本文を読んで、次の問いに答えなさい。
(a) 報道展は大阪市中央区のどの会場で開かれるか。
(b) 樋江井亮カメラマンの作品は、どの部門で銀賞に輝いたか。
(c) 撮影当日は、北光次さんにとって何回目のビワイチだったか。

> _本文_:
::::
2年連続表彰の敏腕カメラマン、取材姿勢のお手本はゴン中山 「ダメでも走り続け、奇跡を呼ぶことがある」
関西を中心とする報道各社のカメラマンが捉えた作品を集めた「第65回新聞・通信・テレビ・ニュース映画報道展」が13日から大阪市中央区の「富士フイルムフォトサロン大阪」で開かれる。3年ぶりの開催で入場無料、19日まで。現場に足を運んで時流を切り取った作品の数々。開催を前に2年連続で受賞した敏腕カメラマンに舞台裏を聞いた。
■75歳サイクリストが琵琶湖1周にかける思いに密着
今回、登場してもらったのは毎日放送の樋江井亮カメラマン(32)。昨年5月に撮影した「愛する妻へ~75歳ビワイチへの挑戦」がテレビ・ニュース映画のスポーツ部門で銀賞に輝いた。
この「愛する妻へ」は、75歳になるサイクリスト、北光次さんの琵琶湖1周にかけた思いを描いたラブストーリーだ。若き日の北さんは1歳のとき、小児まひにかかり、足が不自由な妻・早苗さんに対し「私が杖代わりになる」とプロポーズ。その言葉を守るため、自身を鍛錬しようと69歳から「生涯100ビワイチ」の目標を立て、実行してきた。
撮影当日は80回目のビワイチという節目。サイクリングを少しかじっていた樋江井さんも朝4時に起床し、北さんの自宅のある東近江市から反時計回りに総距離150キロを同行し、12時間掛けてゴールした。
::::
> _データ_:
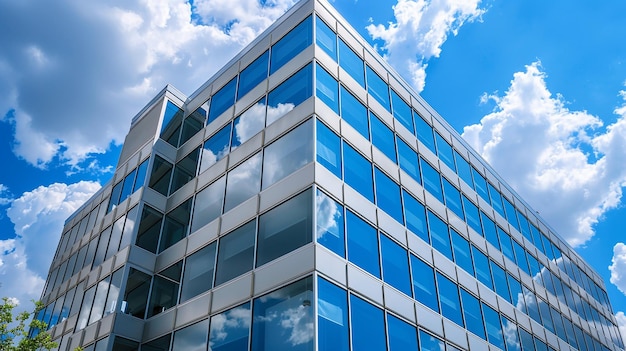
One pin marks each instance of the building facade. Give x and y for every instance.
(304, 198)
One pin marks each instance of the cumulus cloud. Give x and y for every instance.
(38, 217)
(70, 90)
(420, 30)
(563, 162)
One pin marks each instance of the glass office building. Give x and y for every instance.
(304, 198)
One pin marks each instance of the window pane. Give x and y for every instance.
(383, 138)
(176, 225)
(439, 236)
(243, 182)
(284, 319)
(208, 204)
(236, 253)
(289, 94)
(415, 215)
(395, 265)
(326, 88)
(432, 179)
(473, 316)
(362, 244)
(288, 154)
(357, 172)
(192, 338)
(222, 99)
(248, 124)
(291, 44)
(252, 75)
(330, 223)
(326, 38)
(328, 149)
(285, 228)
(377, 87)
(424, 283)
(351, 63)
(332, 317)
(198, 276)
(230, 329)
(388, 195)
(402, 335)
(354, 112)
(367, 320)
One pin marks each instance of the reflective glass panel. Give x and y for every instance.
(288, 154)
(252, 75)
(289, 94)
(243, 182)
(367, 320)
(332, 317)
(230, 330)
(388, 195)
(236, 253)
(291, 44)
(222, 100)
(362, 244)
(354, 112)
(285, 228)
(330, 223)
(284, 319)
::::
> _解答例_:
(a) 富士フイルムフォトサロン大阪
(b) テレビ・ニュース映画のスポーツ部門
(c) 80回目